Render the stretch of records from the line that contains "Task: If you could tag each instance of the engine" through the line that contains "<point>729,754</point>" as a Markdown table with the columns Row and Line, leaving out any blank lines.

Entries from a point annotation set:
--*--

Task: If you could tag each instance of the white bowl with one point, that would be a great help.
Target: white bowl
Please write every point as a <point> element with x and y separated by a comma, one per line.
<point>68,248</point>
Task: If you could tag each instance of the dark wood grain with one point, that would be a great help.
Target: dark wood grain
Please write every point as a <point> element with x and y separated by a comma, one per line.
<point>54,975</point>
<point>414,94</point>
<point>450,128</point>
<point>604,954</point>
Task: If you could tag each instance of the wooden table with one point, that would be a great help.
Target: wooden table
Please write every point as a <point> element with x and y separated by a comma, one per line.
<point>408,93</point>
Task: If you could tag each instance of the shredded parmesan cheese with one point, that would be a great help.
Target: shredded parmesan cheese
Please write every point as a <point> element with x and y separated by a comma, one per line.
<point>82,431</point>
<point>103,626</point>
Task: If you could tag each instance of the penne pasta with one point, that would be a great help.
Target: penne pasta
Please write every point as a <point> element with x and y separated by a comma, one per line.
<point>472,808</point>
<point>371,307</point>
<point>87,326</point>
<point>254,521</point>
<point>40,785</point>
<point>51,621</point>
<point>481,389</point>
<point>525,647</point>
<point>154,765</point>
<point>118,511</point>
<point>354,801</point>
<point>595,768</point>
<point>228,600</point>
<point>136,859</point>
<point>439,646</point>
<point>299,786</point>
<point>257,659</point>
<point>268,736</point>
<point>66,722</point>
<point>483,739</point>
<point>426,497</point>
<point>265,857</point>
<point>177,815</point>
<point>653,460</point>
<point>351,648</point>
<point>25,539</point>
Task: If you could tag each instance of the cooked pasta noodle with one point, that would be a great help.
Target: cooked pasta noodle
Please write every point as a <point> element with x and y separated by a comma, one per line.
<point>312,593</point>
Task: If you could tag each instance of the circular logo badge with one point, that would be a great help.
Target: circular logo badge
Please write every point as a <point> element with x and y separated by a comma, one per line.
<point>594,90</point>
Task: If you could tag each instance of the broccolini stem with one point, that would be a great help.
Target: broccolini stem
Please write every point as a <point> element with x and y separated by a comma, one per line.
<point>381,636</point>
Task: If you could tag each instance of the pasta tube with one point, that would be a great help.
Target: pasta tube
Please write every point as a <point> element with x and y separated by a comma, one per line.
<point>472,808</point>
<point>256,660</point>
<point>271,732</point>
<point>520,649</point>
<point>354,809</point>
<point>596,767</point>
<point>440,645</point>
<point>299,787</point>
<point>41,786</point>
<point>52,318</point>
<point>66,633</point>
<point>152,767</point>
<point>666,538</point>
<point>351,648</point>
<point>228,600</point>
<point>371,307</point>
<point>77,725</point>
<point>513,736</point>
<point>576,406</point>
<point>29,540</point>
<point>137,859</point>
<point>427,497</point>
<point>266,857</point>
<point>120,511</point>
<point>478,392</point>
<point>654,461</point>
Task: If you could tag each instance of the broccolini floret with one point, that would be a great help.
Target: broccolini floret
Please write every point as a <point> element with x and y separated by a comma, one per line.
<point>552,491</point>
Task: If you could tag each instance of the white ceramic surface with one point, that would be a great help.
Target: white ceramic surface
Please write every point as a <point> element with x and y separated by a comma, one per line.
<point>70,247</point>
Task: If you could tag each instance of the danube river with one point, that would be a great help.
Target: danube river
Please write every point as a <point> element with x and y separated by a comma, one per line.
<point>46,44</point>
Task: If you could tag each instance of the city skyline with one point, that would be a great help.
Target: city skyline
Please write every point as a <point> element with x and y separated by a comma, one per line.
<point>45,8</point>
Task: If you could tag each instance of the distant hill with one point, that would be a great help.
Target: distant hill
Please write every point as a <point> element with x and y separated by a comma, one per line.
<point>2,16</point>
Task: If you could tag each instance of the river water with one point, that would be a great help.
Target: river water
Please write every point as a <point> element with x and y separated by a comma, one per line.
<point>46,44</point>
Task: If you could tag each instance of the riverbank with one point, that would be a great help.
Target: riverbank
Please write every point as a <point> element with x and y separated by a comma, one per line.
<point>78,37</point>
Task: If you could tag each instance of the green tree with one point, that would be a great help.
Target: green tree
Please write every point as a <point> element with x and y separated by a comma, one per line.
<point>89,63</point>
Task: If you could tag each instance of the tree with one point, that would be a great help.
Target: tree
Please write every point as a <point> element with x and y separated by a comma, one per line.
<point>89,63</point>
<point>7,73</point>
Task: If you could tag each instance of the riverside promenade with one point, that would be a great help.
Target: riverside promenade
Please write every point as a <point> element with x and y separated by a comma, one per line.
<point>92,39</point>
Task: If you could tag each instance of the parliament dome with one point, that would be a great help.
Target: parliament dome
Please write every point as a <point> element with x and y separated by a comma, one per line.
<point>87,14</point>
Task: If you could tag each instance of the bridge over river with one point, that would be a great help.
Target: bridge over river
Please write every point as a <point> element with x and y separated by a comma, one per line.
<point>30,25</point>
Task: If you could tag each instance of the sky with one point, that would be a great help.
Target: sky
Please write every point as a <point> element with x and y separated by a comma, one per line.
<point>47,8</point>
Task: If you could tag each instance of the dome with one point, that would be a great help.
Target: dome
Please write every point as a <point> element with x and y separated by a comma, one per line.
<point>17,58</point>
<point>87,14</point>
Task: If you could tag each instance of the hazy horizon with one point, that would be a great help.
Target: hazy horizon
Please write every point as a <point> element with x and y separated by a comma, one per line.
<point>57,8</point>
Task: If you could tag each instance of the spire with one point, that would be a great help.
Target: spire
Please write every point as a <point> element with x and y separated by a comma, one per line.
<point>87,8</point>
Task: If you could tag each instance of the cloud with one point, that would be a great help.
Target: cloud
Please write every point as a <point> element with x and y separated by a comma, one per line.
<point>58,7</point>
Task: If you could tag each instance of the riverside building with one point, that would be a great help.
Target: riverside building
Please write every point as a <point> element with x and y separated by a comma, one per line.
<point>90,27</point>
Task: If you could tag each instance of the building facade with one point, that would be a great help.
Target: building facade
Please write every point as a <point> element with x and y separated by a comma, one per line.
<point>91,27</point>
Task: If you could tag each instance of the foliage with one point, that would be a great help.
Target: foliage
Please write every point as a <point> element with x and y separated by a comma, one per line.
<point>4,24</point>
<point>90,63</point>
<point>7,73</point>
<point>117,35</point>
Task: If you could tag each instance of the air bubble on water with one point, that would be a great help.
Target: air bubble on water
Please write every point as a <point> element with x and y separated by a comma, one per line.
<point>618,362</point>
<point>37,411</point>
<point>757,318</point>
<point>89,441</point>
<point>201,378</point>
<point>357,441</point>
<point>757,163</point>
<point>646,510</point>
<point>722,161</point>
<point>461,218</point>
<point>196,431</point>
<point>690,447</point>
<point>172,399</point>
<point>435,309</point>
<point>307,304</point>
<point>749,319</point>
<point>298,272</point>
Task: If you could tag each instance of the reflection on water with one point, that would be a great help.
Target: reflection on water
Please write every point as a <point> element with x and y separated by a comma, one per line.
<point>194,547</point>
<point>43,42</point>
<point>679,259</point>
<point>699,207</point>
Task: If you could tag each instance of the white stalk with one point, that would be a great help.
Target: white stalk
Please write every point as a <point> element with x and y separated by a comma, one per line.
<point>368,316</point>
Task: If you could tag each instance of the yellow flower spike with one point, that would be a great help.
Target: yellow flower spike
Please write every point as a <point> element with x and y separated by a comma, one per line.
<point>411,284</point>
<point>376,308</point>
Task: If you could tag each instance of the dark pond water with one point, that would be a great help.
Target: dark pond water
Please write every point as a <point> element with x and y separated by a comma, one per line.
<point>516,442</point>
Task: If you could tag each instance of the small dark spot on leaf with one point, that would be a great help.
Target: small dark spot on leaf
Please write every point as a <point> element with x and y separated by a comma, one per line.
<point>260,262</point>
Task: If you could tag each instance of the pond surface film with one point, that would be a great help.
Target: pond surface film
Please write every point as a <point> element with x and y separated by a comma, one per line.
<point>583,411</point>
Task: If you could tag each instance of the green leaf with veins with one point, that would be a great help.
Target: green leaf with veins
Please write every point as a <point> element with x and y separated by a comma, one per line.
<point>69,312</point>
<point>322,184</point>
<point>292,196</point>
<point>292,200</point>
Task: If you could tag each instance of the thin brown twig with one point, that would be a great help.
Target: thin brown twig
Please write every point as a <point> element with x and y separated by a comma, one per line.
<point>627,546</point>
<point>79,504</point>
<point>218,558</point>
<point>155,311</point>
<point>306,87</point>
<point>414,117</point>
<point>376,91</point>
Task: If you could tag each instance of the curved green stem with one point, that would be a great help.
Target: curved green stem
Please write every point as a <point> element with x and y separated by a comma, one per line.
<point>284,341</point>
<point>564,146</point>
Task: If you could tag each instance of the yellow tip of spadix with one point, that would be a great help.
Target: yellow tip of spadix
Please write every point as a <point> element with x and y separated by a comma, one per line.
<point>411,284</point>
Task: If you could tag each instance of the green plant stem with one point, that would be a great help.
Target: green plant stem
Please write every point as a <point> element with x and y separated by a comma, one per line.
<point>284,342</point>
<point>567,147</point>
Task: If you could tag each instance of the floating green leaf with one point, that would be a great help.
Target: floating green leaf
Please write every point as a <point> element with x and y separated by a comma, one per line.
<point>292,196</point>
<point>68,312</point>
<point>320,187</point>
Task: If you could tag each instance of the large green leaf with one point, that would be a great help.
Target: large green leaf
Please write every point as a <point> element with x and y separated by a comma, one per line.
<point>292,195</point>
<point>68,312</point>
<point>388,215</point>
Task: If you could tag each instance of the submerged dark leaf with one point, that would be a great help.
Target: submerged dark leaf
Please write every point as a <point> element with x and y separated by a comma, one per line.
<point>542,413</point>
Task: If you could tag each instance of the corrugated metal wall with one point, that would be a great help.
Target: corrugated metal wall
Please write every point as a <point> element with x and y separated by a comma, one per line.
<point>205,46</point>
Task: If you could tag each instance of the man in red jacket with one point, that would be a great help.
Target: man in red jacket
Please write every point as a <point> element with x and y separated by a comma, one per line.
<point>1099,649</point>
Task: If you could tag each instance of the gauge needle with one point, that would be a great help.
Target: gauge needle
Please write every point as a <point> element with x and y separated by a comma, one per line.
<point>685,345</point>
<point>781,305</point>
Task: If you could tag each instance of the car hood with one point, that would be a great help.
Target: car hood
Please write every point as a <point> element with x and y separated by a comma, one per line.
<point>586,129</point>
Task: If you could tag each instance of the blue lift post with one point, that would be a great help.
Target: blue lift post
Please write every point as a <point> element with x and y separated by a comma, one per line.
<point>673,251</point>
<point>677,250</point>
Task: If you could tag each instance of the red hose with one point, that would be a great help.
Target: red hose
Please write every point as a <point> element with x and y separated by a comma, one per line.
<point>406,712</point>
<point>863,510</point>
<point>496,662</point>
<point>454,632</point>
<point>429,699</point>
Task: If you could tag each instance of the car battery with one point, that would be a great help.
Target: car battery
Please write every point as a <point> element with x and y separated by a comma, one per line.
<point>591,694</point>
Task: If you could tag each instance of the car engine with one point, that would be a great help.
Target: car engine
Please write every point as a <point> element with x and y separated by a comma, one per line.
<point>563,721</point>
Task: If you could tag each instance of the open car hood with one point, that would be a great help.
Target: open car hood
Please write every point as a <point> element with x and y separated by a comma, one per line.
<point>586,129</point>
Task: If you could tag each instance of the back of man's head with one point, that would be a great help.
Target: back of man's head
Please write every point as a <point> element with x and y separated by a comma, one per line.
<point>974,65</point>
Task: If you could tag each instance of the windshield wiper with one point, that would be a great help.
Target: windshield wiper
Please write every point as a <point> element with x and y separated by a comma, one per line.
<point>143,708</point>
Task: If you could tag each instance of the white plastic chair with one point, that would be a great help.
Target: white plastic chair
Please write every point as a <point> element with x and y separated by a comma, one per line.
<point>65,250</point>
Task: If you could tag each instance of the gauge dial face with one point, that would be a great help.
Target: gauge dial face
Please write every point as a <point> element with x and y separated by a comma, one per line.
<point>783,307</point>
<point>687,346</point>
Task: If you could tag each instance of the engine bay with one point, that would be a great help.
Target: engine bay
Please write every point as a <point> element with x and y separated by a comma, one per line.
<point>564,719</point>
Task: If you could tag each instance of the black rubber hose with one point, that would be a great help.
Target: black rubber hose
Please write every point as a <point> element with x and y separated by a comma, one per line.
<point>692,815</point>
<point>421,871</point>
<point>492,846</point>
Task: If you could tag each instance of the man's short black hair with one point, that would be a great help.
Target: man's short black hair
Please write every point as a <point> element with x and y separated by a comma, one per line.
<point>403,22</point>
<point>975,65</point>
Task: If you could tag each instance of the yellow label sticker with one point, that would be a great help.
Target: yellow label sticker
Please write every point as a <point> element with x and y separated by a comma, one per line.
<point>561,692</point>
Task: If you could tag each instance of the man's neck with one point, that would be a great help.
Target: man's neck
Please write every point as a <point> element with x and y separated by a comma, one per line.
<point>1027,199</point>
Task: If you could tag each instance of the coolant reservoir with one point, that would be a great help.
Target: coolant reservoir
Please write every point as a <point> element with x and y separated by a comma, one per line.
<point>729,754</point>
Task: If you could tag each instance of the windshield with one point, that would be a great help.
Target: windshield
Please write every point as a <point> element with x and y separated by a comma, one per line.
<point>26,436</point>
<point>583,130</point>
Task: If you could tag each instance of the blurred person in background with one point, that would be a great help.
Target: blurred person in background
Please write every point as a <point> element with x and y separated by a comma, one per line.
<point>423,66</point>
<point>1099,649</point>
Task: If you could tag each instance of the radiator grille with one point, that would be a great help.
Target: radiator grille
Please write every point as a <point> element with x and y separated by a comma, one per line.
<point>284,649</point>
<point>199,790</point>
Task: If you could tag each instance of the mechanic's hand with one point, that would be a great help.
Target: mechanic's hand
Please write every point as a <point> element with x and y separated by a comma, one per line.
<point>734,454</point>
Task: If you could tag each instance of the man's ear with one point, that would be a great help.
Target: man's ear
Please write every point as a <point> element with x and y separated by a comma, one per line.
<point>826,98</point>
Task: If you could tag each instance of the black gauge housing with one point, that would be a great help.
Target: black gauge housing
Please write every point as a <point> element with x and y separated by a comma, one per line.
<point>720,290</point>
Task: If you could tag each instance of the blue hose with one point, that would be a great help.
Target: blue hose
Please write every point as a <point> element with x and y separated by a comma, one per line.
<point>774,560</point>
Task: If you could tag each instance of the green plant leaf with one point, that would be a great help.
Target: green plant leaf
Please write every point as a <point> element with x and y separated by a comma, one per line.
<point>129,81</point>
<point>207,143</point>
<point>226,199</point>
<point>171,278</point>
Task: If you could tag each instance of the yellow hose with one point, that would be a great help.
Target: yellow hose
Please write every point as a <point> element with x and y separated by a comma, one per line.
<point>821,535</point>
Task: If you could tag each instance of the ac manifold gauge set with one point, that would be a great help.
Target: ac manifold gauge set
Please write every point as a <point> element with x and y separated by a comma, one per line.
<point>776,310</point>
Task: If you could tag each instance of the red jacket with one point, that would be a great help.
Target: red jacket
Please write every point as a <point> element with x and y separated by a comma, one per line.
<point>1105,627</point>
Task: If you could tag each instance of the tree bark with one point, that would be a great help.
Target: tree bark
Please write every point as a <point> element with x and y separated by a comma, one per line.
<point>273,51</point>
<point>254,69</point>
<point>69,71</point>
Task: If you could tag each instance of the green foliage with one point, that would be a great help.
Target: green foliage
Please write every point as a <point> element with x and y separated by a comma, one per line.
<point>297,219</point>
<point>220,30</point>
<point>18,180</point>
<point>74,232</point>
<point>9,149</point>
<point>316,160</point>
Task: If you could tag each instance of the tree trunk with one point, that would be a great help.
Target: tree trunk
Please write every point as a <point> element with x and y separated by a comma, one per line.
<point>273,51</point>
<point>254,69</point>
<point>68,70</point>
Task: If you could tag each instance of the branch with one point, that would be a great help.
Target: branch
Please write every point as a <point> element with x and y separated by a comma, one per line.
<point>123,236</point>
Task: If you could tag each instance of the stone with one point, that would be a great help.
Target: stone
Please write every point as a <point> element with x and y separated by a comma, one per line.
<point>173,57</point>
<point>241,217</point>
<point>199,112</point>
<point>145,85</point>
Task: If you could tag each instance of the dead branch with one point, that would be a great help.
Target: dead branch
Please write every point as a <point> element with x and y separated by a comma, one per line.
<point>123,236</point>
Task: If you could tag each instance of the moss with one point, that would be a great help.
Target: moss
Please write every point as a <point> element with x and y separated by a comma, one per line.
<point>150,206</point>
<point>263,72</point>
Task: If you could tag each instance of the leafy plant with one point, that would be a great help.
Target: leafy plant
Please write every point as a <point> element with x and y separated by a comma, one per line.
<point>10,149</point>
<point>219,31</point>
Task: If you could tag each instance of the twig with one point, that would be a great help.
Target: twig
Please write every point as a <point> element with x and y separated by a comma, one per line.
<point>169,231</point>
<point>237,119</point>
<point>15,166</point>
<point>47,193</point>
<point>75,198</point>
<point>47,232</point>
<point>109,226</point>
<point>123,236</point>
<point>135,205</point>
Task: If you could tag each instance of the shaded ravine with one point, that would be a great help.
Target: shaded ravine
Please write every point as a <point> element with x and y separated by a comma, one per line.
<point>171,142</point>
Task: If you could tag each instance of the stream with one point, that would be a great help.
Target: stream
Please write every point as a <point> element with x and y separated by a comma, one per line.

--*--

EXERCISE ANSWER ->
| Row | Line |
|---|---|
| 1 | Task: If you could tag each instance of the engine bay with one point, that would be a great help. |
| 2 | Target: engine bay |
| 3 | Please write every point as a <point> element with x and y separated by a comma, one per line. |
| 4 | <point>564,719</point> |
| 5 | Task: If you could tag each instance of the black rubber hose with one point, that would be a great help. |
| 6 | Target: black rubber hose |
| 7 | Please write every point as a <point> element with x and y separated by a comma, one per line. |
| 8 | <point>692,815</point> |
| 9 | <point>421,871</point> |
| 10 | <point>492,846</point> |
| 11 | Task: If you could tag each instance of the man's short black hair with one point, that would be a great help. |
| 12 | Target: man's short black hair |
| 13 | Please write every point as a <point> element with x and y separated by a comma, one per line. |
| 14 | <point>403,22</point> |
| 15 | <point>975,65</point> |
| 16 | Task: If you could tag each instance of the yellow label sticker with one point, that would be a great help. |
| 17 | Target: yellow label sticker |
| 18 | Please write every point as a <point> element with x and y separated by a comma, one per line. |
| 19 | <point>561,692</point> |
| 20 | Task: If you could tag each instance of the man's neck with one point, that would be a great help. |
| 21 | Target: man's neck |
| 22 | Please write every point as a <point> element with x and y separated by a comma, one per line. |
| 23 | <point>1027,199</point> |
| 24 | Task: If you could tag each instance of the coolant reservoir with one point, that would be a great help. |
| 25 | Target: coolant reservoir |
| 26 | Please write every point as a <point> element with x and y separated by a comma, one per line. |
| 27 | <point>729,754</point> |